Consigne écrite A:
Convertissez en liste JSON de chaînes, à raison d'une chaîne par ligne et sans les lignes vides, la partie de la liste qui commence à la ligne contenant « TARGET = perched bird » et s'arrête à la dernière ligne de la liste. Laissez les images de côté.
Consigne écrite B:
Poursuivez le texte sur l'exposition consacrée aux créateurs de mode contemporains en reprenant après sa dernière phrase.

Il est difficile de faire une exposition sur des créateurs contemporains avec des vêtements sortis des dernières collections. Chacun puise son inspiration dans des sources diverses mais il y a toujours ce cheminement global qui crée une certaine unicité. De ce fait, il est possible de trouver des oeuvres qui se ressemblent ou qui sont dans une même mouvance mais dont les concepteurs sont différents. Cela pose alors la question du vulgar encore une fois, tant de traits communs peuvent-ils rendre un vêtement comme ordinaire même s’il s’agit de luxe ou du moins de haut de gamme ? Est alors mis en avant le célèbre cas de la robe Mondrian créée par Yves Saint Laurent en 1965. Une réédition de 1980 du modèle l’original est présentée, puis d’autres lui ressemblant trait pour trait mais qui sont soit une création aux accents artisanaux grâce à un patron publié dans un magazine, soit une créée par une entreprise de prêt-à-porter pour la vendre à moindre coût.

(Entrées d'annotation d'images par points)
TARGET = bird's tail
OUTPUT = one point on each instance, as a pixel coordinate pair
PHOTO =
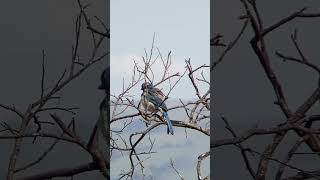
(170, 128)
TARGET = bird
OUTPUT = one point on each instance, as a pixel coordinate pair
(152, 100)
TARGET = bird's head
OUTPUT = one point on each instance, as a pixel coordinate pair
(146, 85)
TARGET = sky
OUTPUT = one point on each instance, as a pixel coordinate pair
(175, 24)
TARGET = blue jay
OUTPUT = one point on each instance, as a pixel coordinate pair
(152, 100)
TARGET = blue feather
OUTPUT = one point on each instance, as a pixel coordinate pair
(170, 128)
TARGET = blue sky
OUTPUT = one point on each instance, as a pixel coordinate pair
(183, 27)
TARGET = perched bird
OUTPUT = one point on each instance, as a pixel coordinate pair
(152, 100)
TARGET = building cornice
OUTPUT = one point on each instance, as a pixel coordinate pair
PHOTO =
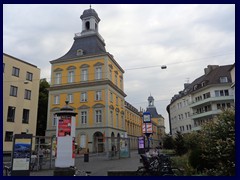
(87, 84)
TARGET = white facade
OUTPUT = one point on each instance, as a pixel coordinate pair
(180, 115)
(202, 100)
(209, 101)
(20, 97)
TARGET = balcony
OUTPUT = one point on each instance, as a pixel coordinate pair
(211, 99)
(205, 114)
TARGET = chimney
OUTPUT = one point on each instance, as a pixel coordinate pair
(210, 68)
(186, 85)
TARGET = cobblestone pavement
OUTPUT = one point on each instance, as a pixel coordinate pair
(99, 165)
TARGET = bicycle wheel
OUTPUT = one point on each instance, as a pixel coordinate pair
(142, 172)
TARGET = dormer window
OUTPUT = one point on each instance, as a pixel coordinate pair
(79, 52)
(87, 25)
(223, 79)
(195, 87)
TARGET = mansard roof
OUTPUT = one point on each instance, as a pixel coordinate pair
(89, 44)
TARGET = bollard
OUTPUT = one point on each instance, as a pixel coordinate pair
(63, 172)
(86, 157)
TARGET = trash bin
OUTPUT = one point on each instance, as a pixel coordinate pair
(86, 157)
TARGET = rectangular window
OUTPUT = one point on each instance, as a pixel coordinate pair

Résultat A:
[
  "TARGET = perched bird",
  "OUTPUT = one point on each instance, as a pixel coordinate pair",
  "(152, 100)",
  "TARGET = building cornice",
  "OUTPUT = one point on each instance, as a pixel coordinate pair",
  "PHOTO =",
  "(87, 84)",
  "TARGET = white facade",
  "OUTPUT = one point on each instance, as a pixel coordinate pair",
  "(180, 115)",
  "(202, 100)",
  "(209, 101)",
  "(20, 97)",
  "TARGET = balcony",
  "OUTPUT = one point on each instance, as a pixel coordinate pair",
  "(211, 99)",
  "(205, 114)",
  "TARGET = chimney",
  "OUTPUT = one point on each instance, as a pixel coordinate pair",
  "(210, 68)",
  "(186, 85)",
  "TARGET = cobblestone pavement",
  "OUTPUT = one point on each instance, as a pixel coordinate pair",
  "(99, 165)",
  "TARGET = bicycle wheel",
  "OUTPUT = one point on each instance, as a pixel coordinate pair",
  "(142, 172)",
  "TARGET = dormer window",
  "OUTPUT = one point on each instance, as a pixel coordinate pair",
  "(79, 52)",
  "(87, 25)",
  "(223, 79)",
  "(195, 87)",
  "TARGET = mansard roof",
  "OUTPUT = one point on each instance, as a pixel coordinate pair",
  "(89, 44)",
  "TARGET = bollard",
  "OUTPUT = one point on each instance, as a pixel coordinate pair",
  "(63, 172)",
  "(86, 157)",
  "TARGET = trash bin",
  "OUTPUT = one point on each instance, as a pixel coordinate pair",
  "(86, 157)",
  "TARGET = rectangular window",
  "OUTPUT = one point on each instance, as a pixel coordinate pair"
]

Résultat B:
Ce petit article n’est donc qu’une ébauche et qu’un point de vue sur un sujet vaste qui ne demande qu’à être traité. Chaque historien, créateur ou simple Homme à sa propre définition du terme. Dans le cadre de cette exposition, des entretiens ont été réalisés avec des créateurs. La première question qui leur a été posée est des plus simples : « A quoi vous pensez lorsque l’on vous dit vulgar ? ». Chacun aura sa propre réponse. Pour Walter Van Beirendonck, au premier abord cela a une connotation négative mais en réalité c’est quelque chose de très intéressant à développer notamment dans le milieu de la mode. Pour Christian Lacroix, ce sera la source de tout ce qu’il fait.  Tandis qu’Hussein Chalayan associe cette notion à l’avidité. Chacun a sa propre expérience et donc des images différentes leur viennent en tête.

Le terme de Vulgar n’a donc pas fini de faire parler de lui et il faudra bien plus qu’une grande exposition pour le comprendre et l’utiliser à bon escient.

Nota : les photos étaient interdites. Cependant, certaines personnes ont contourné cette règle et les ont publiés sur les réseaux sociaux.